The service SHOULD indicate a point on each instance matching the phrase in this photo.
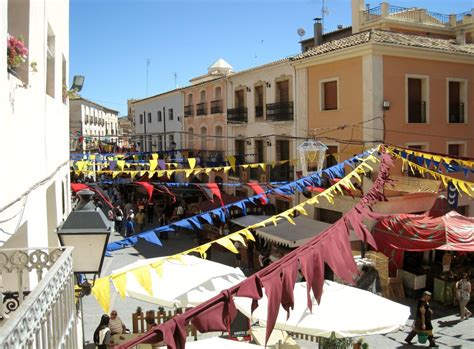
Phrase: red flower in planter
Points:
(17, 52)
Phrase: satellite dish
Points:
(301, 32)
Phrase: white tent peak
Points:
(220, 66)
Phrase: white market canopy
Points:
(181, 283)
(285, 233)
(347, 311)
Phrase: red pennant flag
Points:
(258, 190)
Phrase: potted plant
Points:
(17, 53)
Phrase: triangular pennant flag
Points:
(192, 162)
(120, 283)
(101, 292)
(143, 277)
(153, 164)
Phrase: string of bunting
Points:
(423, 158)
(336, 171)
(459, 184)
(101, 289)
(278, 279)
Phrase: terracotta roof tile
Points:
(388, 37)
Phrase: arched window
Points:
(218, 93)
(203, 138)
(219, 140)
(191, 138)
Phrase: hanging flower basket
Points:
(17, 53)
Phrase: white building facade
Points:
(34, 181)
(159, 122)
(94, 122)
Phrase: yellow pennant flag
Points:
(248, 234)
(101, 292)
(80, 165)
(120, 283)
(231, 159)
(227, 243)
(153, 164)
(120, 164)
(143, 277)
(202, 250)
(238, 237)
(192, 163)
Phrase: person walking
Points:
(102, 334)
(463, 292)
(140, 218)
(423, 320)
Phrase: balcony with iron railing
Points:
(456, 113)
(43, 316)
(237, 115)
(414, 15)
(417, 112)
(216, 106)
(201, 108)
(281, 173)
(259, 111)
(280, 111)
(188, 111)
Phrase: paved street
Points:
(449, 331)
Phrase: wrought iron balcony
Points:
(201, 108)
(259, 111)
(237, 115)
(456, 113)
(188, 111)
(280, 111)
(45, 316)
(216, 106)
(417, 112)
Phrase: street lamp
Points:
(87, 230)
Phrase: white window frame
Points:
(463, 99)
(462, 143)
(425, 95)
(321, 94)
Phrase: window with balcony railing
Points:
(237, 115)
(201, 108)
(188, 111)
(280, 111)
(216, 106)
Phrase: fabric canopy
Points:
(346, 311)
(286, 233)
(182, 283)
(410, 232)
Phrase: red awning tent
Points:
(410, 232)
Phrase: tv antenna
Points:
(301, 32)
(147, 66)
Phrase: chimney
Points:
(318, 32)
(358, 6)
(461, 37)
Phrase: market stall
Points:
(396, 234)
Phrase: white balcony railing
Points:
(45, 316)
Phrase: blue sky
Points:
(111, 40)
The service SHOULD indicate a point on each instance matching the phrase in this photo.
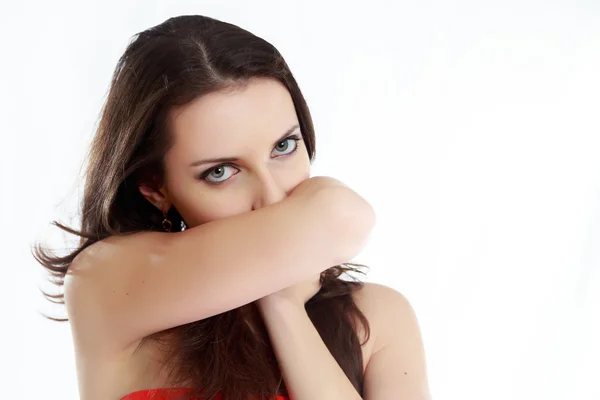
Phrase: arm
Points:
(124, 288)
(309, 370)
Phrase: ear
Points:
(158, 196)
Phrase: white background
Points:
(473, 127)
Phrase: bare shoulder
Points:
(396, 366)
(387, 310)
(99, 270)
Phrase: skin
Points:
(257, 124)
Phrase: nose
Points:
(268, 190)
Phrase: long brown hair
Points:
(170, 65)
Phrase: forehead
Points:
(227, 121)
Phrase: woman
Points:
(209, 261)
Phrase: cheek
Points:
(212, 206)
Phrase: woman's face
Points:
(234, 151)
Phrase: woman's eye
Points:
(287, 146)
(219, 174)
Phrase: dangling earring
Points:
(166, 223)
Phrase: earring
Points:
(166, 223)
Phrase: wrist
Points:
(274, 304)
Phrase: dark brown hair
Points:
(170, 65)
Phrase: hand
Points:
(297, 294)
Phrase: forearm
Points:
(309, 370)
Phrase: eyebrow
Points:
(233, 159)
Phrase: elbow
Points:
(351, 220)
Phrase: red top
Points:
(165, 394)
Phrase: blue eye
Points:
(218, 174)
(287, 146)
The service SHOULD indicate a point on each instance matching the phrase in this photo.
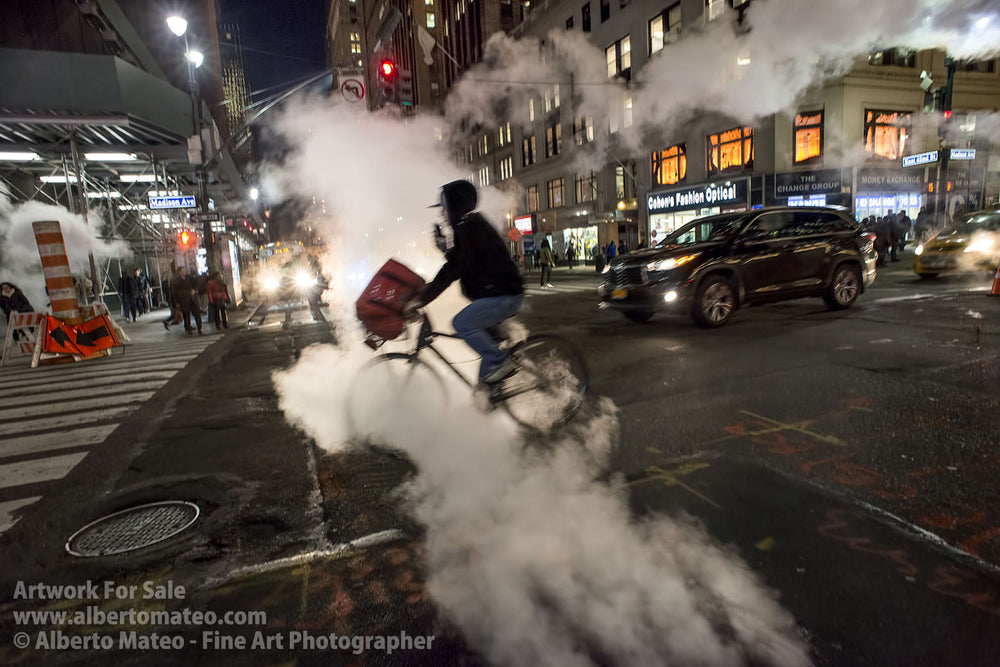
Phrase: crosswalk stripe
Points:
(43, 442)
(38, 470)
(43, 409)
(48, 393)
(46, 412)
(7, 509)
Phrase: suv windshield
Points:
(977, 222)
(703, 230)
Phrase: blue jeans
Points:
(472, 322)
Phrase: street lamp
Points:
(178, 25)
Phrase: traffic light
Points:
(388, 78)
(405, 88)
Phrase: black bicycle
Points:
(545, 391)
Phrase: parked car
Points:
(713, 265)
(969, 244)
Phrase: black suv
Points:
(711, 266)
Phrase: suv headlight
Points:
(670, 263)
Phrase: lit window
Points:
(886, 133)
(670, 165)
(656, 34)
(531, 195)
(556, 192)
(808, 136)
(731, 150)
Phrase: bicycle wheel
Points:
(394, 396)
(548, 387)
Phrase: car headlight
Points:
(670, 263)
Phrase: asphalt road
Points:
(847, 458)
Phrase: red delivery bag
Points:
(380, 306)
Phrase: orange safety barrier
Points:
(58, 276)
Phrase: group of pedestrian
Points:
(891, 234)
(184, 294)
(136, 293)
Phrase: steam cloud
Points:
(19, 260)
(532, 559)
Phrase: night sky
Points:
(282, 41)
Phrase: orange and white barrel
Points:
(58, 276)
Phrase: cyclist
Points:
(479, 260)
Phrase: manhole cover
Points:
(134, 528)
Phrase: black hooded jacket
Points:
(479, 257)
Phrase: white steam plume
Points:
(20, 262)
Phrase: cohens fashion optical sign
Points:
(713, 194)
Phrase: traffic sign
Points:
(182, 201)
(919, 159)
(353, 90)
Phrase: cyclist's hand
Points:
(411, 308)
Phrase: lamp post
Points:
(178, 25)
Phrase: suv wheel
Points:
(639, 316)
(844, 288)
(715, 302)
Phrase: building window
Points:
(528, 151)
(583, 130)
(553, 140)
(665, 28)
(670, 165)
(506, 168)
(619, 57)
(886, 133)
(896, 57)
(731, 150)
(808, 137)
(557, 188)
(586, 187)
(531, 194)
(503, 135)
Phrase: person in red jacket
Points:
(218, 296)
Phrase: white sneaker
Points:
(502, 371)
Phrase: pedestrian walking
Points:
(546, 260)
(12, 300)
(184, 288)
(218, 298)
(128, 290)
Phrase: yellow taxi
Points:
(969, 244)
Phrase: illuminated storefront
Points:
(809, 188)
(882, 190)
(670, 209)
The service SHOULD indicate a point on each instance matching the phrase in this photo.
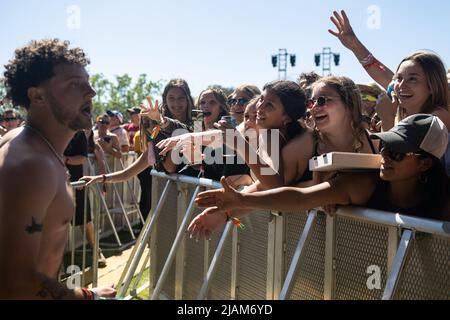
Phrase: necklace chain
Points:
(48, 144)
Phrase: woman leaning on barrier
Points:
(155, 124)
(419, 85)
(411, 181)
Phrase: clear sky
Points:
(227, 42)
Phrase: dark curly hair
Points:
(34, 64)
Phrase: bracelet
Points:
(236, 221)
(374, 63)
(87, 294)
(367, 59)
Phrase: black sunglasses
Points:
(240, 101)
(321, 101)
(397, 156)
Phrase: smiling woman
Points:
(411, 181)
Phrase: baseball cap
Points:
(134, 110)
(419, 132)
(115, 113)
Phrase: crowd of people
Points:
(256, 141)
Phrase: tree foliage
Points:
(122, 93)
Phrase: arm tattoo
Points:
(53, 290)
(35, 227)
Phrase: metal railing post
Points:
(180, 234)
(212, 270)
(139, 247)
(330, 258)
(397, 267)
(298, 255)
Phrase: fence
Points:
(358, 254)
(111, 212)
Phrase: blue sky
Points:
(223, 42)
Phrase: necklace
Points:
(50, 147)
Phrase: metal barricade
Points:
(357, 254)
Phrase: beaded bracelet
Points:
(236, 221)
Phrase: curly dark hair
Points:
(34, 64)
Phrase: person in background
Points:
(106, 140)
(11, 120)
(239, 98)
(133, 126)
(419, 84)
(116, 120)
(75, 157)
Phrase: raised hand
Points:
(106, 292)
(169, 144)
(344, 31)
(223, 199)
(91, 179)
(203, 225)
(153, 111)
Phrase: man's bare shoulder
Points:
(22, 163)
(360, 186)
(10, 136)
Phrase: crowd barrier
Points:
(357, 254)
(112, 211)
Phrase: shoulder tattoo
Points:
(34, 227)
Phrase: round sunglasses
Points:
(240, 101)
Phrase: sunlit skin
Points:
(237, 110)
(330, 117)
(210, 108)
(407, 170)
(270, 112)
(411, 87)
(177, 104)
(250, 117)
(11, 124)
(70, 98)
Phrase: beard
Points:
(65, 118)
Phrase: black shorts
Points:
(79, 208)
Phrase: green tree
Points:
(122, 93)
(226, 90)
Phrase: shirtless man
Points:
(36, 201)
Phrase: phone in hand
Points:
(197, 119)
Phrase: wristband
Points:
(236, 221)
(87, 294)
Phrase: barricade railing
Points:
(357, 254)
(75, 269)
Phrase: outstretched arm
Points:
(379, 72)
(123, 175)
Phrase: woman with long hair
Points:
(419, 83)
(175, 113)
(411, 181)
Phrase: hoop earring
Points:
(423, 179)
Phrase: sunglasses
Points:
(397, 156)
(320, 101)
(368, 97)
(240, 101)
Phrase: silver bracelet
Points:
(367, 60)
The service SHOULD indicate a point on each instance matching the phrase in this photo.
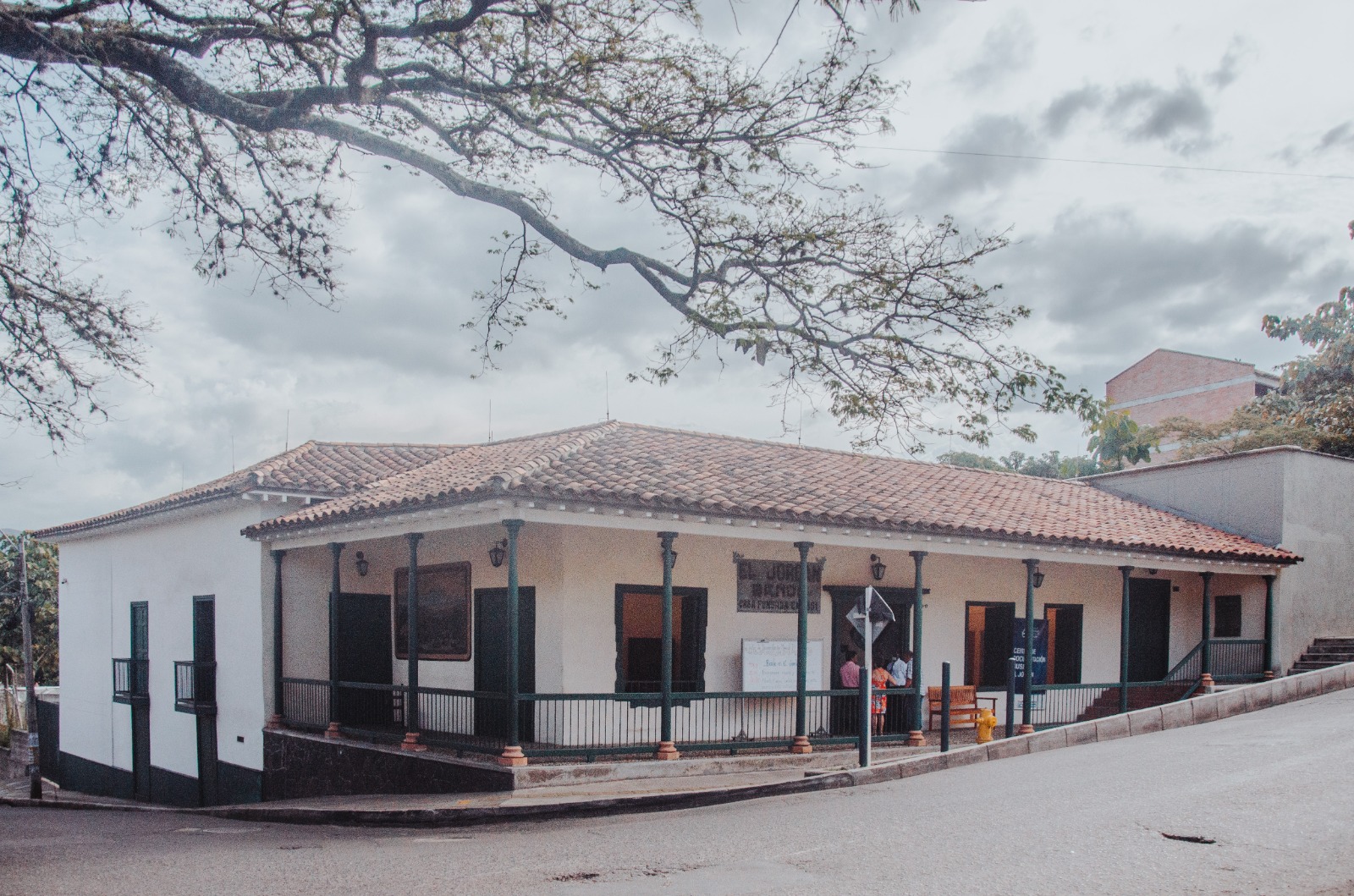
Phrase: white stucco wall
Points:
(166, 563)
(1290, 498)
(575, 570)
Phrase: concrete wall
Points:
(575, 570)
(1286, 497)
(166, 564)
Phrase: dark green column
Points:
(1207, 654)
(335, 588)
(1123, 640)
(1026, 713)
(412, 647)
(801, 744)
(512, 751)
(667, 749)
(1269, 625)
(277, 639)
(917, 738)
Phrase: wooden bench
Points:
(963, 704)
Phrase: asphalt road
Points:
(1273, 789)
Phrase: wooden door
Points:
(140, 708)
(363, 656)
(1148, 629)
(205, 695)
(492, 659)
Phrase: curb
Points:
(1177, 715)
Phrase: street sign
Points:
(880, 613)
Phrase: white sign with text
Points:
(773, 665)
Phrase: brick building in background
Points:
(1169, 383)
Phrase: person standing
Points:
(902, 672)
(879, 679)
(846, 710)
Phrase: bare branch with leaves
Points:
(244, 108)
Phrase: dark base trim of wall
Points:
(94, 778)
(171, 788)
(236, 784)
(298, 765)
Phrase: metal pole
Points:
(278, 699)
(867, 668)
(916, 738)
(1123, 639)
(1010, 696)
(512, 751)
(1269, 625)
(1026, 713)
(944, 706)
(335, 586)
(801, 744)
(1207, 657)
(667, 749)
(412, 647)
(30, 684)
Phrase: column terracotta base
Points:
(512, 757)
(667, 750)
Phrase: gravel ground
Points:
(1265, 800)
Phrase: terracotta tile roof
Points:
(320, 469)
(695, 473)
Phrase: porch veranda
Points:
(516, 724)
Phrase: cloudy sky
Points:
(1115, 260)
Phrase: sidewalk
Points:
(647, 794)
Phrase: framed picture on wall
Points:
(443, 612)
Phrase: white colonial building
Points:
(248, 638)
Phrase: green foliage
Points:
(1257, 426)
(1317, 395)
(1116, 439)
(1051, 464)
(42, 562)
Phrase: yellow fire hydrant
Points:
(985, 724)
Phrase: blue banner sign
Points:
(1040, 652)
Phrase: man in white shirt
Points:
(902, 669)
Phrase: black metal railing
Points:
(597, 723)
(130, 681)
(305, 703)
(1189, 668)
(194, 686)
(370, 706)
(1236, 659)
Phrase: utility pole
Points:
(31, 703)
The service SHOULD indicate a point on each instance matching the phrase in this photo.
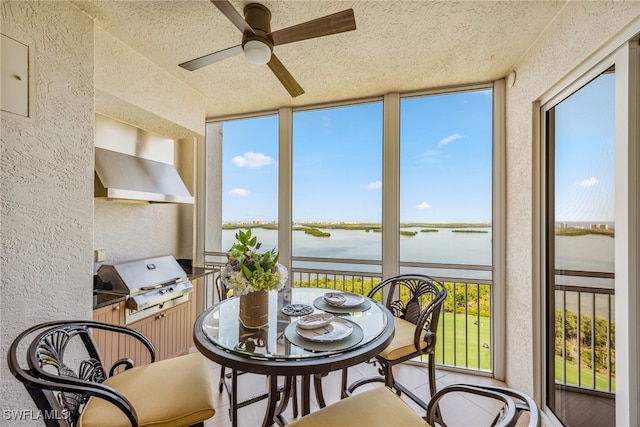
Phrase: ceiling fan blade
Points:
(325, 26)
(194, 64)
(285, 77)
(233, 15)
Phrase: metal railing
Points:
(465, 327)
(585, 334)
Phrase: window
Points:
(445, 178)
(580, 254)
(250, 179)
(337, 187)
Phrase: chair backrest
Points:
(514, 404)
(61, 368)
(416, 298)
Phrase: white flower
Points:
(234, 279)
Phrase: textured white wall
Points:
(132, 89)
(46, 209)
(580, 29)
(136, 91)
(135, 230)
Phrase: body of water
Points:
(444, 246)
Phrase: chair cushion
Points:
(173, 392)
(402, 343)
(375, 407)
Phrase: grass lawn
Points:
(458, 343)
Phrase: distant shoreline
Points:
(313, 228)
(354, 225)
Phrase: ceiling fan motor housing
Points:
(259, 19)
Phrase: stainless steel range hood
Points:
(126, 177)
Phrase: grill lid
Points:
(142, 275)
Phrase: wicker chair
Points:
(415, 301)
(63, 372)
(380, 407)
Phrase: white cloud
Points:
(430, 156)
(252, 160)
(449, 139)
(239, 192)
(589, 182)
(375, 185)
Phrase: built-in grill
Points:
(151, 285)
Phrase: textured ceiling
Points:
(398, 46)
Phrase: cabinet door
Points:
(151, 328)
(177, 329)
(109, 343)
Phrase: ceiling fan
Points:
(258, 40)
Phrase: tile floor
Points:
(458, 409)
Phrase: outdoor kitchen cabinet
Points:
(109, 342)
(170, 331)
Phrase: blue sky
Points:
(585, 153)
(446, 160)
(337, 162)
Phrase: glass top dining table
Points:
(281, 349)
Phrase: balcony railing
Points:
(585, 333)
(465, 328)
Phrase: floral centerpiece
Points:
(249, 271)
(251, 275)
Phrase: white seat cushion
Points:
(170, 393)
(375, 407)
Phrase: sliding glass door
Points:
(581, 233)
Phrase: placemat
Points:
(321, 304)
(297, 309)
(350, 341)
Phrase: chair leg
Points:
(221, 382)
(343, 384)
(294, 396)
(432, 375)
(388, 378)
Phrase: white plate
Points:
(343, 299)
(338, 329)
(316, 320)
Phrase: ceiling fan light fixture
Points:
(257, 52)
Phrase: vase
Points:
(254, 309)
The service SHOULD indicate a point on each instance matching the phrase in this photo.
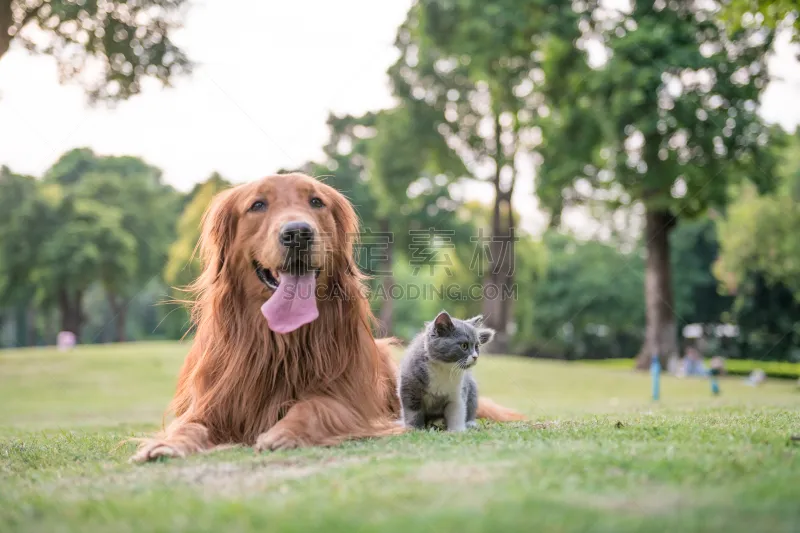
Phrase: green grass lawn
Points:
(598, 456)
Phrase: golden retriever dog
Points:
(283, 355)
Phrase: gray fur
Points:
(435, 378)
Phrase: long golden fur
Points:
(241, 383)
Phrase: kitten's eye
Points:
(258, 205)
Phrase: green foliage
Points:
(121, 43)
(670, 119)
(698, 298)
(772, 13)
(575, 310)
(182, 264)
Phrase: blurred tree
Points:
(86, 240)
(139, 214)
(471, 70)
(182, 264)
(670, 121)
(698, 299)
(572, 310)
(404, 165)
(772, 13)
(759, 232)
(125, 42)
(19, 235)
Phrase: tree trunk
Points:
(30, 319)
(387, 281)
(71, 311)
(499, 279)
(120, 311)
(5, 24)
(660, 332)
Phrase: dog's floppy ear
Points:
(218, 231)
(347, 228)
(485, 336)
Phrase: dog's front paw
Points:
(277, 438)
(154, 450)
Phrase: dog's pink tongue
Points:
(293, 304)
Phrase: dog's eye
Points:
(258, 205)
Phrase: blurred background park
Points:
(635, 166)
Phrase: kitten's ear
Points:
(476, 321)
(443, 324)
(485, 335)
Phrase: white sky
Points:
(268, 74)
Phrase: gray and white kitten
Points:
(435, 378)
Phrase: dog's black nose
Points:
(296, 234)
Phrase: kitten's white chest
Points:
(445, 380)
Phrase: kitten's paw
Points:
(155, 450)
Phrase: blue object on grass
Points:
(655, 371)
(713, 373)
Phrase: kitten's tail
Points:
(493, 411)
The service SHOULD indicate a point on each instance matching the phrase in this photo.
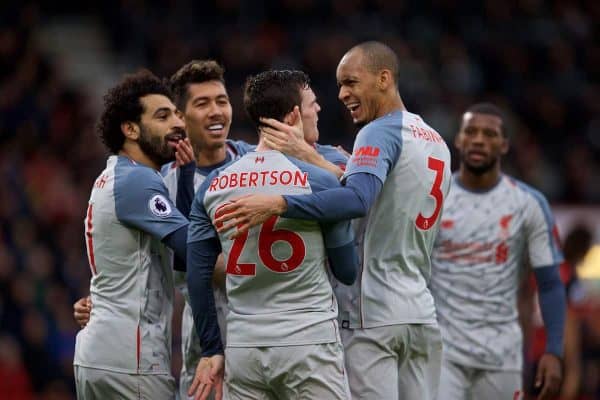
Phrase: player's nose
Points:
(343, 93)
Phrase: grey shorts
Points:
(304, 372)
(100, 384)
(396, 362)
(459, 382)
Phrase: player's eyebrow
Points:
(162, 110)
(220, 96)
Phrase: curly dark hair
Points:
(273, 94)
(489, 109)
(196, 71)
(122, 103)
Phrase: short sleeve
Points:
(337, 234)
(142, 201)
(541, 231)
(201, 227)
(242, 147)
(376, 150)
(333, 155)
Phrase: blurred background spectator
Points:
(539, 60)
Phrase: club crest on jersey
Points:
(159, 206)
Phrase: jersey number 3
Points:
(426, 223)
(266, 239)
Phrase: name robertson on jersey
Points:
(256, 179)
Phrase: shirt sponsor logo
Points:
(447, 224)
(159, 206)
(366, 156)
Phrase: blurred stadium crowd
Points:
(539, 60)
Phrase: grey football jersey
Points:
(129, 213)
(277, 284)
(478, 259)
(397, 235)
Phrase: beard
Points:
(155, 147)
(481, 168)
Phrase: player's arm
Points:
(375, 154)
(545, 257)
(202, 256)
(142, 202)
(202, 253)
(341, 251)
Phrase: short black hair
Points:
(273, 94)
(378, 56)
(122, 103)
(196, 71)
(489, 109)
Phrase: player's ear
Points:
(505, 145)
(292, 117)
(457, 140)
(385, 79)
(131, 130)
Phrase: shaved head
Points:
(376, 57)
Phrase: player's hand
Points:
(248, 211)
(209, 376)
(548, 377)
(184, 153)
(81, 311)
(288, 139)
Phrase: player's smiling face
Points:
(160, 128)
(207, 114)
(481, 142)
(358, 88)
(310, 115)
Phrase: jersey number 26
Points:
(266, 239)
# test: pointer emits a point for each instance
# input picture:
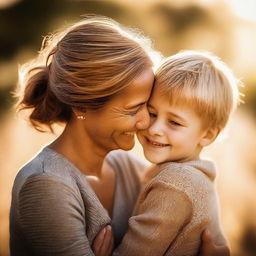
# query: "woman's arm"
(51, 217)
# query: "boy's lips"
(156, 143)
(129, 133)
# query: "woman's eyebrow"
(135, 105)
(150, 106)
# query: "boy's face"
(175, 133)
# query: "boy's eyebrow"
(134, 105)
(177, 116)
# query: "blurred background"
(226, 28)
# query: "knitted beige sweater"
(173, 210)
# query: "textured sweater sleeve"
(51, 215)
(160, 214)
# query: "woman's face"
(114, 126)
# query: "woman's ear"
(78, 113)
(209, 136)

——————————

> Work instruction:
From the line holding "Phrase: player's arm" to the final line of the data above, give each line again exactly, both ends included, and drop the pictures.

> Exercise output:
Phrase: player's arm
Points:
(375, 154)
(545, 257)
(202, 256)
(142, 202)
(202, 253)
(341, 251)
Phrase: short black hair
Points:
(273, 94)
(378, 56)
(122, 103)
(196, 71)
(489, 109)
Phrase: player's ear
Points:
(505, 145)
(292, 117)
(457, 140)
(385, 79)
(131, 130)
Phrase: shaved head
Points:
(376, 57)
Phrase: player's hand
Points:
(248, 211)
(209, 376)
(548, 377)
(184, 153)
(81, 311)
(288, 139)
Phrase: player's smiling face
Points:
(160, 128)
(207, 114)
(481, 142)
(358, 88)
(310, 115)
Phrase: jersey number 26
Points:
(266, 239)
# test: pointer emits a point for each instance
# input picture:
# query: "woman's arm"
(51, 217)
# query: "boy's lips"
(156, 143)
(129, 133)
# query: "woman's eyebrow"
(135, 105)
(150, 106)
# query: "boy's face"
(175, 133)
# query: "boy's eyebrow"
(134, 105)
(177, 116)
# query: "blurred background"
(226, 28)
# query: "knitted beige sweater"
(173, 210)
# query: "textured sweater sleeve"
(51, 215)
(160, 214)
# query: "woman's face"
(114, 126)
# query: "woman's ear"
(78, 113)
(209, 136)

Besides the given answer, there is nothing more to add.